[Record extracts]

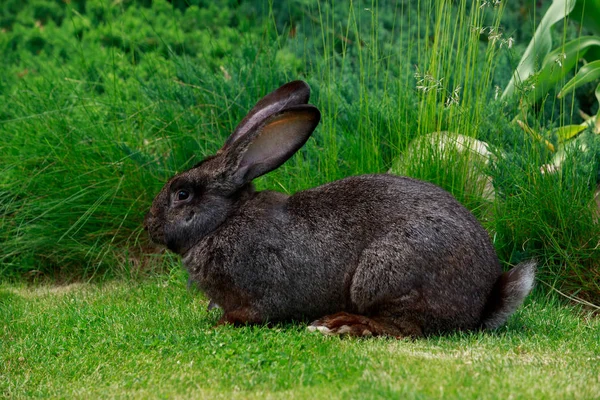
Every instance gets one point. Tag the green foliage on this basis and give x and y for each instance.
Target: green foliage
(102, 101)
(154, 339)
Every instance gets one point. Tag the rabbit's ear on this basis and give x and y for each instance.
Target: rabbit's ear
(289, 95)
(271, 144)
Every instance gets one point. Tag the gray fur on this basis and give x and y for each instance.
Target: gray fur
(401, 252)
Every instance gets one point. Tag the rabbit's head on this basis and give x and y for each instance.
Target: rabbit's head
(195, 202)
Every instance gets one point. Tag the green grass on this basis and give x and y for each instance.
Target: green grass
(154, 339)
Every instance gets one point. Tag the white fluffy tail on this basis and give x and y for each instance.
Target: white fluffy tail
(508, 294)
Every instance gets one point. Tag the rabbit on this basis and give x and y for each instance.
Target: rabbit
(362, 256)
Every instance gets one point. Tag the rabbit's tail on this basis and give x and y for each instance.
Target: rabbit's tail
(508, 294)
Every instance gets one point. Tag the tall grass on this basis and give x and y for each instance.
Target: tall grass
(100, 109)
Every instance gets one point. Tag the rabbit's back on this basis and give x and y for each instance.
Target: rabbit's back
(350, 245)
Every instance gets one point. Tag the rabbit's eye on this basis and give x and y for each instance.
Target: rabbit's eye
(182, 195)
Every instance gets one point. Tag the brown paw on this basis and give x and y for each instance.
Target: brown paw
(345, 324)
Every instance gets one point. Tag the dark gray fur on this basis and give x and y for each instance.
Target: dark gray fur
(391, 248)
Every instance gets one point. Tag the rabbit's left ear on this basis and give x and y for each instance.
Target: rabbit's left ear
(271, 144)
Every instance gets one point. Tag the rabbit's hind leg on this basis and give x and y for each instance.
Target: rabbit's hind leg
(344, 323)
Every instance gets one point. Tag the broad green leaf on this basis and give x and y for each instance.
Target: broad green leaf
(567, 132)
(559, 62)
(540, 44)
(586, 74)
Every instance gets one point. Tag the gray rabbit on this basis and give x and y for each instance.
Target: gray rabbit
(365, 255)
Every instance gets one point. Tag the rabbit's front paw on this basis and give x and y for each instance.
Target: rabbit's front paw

* * *

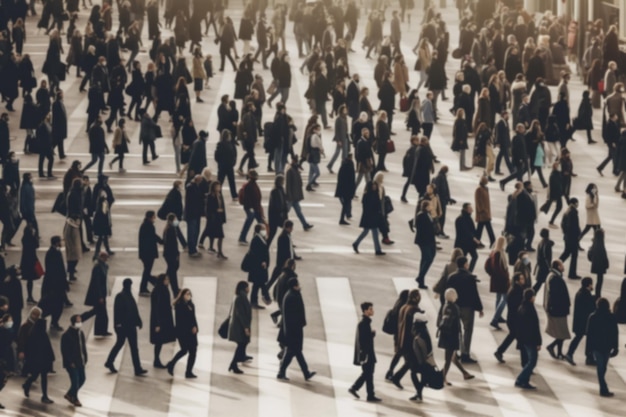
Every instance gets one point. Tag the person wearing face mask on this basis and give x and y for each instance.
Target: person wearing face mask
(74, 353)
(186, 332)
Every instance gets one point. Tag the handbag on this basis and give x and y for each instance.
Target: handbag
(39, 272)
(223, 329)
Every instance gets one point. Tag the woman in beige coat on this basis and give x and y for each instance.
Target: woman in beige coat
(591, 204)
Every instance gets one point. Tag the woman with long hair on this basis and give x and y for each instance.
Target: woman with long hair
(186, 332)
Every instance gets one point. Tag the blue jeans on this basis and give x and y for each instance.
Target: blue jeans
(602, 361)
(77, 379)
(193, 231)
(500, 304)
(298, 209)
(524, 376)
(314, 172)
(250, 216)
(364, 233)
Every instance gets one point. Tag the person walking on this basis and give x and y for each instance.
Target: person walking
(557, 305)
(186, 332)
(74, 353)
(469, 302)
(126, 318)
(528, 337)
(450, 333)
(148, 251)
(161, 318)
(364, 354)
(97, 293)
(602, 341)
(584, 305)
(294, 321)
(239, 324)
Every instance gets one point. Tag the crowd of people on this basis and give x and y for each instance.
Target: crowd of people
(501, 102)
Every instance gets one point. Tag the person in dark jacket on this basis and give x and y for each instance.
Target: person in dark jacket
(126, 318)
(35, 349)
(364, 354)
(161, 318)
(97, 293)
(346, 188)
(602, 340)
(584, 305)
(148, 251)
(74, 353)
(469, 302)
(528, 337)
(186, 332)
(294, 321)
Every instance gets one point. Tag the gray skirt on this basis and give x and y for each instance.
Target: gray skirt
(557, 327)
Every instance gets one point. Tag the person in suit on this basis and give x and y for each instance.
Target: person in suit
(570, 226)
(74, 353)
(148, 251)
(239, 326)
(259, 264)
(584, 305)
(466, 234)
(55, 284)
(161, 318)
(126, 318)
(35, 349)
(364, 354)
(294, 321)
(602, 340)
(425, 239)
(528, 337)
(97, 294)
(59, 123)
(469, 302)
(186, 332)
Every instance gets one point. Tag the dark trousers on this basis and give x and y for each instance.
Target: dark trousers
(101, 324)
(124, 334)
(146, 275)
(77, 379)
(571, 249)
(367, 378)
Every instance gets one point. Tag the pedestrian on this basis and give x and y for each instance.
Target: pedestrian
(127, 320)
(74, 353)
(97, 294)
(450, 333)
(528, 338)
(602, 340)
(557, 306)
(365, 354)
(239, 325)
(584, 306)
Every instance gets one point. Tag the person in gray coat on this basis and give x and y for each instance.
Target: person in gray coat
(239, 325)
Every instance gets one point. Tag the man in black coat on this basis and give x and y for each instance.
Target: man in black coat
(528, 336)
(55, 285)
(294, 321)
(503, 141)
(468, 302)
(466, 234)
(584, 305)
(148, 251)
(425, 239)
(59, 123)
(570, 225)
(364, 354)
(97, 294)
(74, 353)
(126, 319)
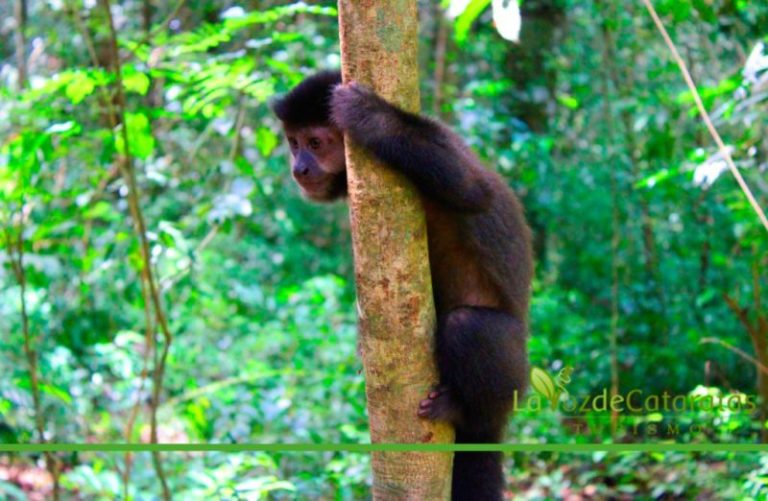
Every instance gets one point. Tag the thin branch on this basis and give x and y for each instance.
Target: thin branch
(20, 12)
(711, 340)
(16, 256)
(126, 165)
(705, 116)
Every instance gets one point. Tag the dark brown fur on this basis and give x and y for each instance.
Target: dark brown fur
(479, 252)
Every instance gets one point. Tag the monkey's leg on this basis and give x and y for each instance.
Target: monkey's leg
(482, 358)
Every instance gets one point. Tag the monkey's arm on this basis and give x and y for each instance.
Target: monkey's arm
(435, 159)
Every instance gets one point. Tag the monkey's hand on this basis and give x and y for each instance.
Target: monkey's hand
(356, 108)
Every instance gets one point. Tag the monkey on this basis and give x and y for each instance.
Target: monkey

[Your objective] Tally how many lines in the items above contain the string "hind", with case counting, and give only the number.

[Written answer] 2